-- start of Input --
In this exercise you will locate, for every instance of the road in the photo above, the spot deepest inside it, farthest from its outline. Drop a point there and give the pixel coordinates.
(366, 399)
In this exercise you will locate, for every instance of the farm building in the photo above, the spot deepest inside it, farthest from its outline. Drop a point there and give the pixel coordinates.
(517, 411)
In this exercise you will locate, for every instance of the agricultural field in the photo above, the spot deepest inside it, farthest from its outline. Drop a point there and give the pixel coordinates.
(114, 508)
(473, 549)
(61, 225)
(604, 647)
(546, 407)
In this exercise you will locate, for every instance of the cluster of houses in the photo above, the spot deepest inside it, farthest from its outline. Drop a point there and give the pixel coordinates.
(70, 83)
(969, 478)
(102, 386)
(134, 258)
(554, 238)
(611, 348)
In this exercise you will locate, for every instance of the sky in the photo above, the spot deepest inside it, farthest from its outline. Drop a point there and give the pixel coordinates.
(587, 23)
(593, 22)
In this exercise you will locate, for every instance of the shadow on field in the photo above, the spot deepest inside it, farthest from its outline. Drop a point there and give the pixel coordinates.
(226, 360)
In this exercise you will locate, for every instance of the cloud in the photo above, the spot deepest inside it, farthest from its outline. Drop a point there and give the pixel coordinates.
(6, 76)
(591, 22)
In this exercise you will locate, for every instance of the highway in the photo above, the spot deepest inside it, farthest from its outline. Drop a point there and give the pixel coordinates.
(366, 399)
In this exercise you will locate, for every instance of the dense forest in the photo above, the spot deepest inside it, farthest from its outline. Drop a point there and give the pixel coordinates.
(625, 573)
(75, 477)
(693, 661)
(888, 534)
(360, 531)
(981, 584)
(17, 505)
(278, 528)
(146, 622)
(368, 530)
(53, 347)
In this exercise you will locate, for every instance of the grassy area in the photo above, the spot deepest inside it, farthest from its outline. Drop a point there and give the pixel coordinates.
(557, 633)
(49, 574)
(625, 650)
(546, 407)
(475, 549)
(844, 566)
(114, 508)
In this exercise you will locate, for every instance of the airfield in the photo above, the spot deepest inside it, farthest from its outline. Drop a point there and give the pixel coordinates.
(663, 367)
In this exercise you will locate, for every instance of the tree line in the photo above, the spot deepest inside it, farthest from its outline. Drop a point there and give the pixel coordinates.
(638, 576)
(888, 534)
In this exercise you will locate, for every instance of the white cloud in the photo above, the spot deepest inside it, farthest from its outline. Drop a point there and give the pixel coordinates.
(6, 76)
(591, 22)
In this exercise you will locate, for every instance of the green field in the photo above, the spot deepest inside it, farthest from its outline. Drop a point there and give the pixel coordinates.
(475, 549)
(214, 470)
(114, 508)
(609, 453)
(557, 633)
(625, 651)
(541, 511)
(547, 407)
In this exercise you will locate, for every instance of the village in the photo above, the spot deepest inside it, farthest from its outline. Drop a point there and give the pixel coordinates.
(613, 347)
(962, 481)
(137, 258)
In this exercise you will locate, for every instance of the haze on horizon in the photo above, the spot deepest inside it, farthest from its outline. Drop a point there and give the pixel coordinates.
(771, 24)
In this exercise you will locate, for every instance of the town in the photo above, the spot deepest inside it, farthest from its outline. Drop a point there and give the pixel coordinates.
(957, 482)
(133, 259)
-- end of Input --
Every line from the one holding "of the white" through the final line of the listing must be echoed exactly; leave out all other lines.

In this exercise you will locate, for every instance of the white cloud in the photo above, the spot deepest inside it, farthest from its outline. Drop a point there and give the pixel coordinates.
(6, 76)
(591, 22)
In this exercise you will locate, for every instance of the green field in the photo above, the spot deepest inside it, farthest from its outline. Drop a point there and give the pixel coordinates.
(475, 549)
(214, 470)
(114, 508)
(609, 453)
(557, 633)
(625, 651)
(541, 511)
(547, 407)
In this exercise you will locate, for every instance of the village in the photo above, the spot deepest inside it, farthest from its outline. Drop a point there and give the pixel coordinates.
(613, 347)
(962, 481)
(137, 258)
In this exercise you will locate, for every instance of the haze on horizon in the photo above, the spot deepest inside it, farthest from its outline. Drop a point there and give the pixel coordinates.
(771, 24)
In this exercise you will locate, for every instance of the town in the photo above, the spot deepest inside it, farthest from its outline. Drop a point there and give the pixel coordinates.
(957, 482)
(133, 259)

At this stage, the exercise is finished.